BRIEF >>
Please write out again every line from the start of the records through the line containing "x=156, y=156", inclusive, and output only those lines. Scale each coordinate in the answers by 2.55, rounding to the nearest whole number with halves going up, and leave all other text unchanged.

Pointing records >>
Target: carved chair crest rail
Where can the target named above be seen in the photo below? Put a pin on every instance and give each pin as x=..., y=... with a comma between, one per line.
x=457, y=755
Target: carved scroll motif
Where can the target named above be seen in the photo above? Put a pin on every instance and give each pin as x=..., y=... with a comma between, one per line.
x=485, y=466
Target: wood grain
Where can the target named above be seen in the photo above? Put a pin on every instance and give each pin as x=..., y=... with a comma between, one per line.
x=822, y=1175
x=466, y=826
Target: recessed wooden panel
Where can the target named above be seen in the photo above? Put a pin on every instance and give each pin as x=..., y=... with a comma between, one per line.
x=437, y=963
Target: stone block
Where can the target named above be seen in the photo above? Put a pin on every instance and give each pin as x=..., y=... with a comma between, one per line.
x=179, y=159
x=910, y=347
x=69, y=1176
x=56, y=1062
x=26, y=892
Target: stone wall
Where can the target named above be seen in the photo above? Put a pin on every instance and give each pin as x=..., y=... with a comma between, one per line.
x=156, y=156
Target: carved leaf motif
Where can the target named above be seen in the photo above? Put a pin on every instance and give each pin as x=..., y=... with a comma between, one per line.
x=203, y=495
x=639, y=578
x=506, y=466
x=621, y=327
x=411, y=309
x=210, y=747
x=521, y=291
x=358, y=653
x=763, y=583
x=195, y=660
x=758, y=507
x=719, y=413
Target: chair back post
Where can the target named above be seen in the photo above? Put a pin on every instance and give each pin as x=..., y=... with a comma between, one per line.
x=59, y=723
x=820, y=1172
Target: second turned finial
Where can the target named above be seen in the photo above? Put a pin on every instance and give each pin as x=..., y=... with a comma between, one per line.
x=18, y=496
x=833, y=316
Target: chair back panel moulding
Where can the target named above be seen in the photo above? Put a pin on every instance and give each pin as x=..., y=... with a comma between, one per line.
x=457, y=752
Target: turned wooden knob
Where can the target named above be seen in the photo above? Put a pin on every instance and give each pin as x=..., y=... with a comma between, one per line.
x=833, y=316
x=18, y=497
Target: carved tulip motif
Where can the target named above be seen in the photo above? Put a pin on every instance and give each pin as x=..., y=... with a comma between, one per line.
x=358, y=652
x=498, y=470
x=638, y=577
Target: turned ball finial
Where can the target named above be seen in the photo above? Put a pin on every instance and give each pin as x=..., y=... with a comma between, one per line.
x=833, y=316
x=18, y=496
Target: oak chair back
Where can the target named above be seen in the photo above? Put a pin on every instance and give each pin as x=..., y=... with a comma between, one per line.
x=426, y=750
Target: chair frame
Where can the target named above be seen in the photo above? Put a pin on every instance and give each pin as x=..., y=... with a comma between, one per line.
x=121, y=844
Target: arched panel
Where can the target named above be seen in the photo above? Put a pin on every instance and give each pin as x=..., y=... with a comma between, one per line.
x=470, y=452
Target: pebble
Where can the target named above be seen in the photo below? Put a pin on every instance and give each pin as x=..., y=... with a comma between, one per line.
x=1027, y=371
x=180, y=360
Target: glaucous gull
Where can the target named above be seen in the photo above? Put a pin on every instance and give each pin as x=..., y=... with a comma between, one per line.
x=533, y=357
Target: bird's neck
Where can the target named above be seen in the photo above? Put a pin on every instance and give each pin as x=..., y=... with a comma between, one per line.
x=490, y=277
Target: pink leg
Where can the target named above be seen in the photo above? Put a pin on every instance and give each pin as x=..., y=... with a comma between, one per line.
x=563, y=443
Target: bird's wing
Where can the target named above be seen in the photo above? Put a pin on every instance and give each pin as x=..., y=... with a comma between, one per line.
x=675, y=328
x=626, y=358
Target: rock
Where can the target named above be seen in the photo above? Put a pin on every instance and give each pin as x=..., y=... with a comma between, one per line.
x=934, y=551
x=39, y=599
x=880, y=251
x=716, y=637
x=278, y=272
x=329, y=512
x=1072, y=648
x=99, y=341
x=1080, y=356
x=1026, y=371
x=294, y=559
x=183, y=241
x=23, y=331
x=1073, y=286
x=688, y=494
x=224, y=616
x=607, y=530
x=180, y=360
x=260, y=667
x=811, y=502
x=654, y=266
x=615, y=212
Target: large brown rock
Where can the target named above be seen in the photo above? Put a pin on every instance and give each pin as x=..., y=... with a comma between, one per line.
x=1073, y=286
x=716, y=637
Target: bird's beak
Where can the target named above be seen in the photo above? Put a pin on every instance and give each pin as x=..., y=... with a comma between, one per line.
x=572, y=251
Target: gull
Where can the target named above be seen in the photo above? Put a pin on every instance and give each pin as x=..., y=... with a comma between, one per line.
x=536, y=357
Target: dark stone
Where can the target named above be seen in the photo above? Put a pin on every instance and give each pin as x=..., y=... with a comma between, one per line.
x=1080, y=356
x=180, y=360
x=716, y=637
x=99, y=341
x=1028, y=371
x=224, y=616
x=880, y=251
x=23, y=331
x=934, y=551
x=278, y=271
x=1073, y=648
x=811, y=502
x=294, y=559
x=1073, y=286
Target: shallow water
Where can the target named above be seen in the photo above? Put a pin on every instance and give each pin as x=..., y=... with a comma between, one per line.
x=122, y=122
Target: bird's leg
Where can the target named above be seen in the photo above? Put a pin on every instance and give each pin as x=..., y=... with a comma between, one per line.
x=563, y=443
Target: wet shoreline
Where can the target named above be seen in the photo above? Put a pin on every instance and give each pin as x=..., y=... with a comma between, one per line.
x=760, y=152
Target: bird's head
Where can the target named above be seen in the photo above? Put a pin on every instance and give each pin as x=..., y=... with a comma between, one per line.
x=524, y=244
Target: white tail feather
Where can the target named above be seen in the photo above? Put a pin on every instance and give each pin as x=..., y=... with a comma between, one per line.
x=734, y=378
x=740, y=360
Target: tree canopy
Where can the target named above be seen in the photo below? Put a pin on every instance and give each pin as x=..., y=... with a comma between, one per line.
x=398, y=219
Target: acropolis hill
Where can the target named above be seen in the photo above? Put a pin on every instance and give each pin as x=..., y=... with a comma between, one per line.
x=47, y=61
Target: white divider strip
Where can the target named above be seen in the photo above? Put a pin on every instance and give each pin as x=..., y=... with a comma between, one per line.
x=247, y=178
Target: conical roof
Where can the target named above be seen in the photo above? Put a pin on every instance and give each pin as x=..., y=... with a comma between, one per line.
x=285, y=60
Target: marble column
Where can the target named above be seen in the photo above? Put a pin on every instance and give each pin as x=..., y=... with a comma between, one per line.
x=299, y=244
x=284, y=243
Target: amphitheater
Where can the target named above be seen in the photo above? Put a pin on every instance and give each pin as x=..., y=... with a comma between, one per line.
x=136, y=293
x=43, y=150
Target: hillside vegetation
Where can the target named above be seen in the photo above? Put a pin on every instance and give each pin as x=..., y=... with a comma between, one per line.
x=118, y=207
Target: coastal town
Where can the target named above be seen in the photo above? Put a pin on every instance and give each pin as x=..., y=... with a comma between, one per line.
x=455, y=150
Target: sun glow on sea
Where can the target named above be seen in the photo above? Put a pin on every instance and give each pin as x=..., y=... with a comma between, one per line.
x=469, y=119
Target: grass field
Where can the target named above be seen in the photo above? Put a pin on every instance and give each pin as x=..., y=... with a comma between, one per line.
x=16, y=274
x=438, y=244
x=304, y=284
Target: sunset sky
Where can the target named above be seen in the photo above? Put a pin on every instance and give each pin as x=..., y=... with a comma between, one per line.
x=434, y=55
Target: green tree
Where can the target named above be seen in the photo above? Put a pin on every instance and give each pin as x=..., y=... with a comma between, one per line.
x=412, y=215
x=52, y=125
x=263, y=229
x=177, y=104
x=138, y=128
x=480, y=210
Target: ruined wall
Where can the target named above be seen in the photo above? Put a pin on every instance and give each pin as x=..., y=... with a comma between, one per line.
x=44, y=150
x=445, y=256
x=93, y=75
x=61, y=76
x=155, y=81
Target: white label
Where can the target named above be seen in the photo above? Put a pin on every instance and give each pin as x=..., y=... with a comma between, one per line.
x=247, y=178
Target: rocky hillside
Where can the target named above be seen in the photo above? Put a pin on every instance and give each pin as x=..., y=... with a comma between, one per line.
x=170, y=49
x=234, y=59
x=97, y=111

FINAL ANSWER >>
Target: carved chair crest rail
Where can the target named above be seen in the photo below? Put a pin on every instance and give each pin as x=..., y=... with a comma between, one per line.
x=1165, y=1925
Target: carved scroll motif
Where can the target named above be seen in the photo above? Put a pin on every instance and give each pin as x=..., y=... with a comma between, one per line.
x=1237, y=1188
Target: wood grain
Where can the target named above be seen in the photo above? Put a pin on every instance and give each pin as x=..., y=... with a comma between, one per line.
x=2096, y=2996
x=1188, y=2106
Target: recessed wooden panel
Where can the target named above be seen in the photo above? Put a pin on every instance and give each pin as x=..., y=... with a comma between, one per line.
x=1114, y=2456
Target: stone block
Where can the target named above be seen in the photo above? Put a pin on every instance and give each pin as x=..., y=... with a comma between, one per line.
x=456, y=405
x=2321, y=885
x=176, y=2999
x=143, y=2708
x=66, y=2275
Target: stone wall
Where can the target named above be seen in the photo above? Put a pin on every instance and give each pin as x=..., y=... with a comma between, one per line.
x=398, y=398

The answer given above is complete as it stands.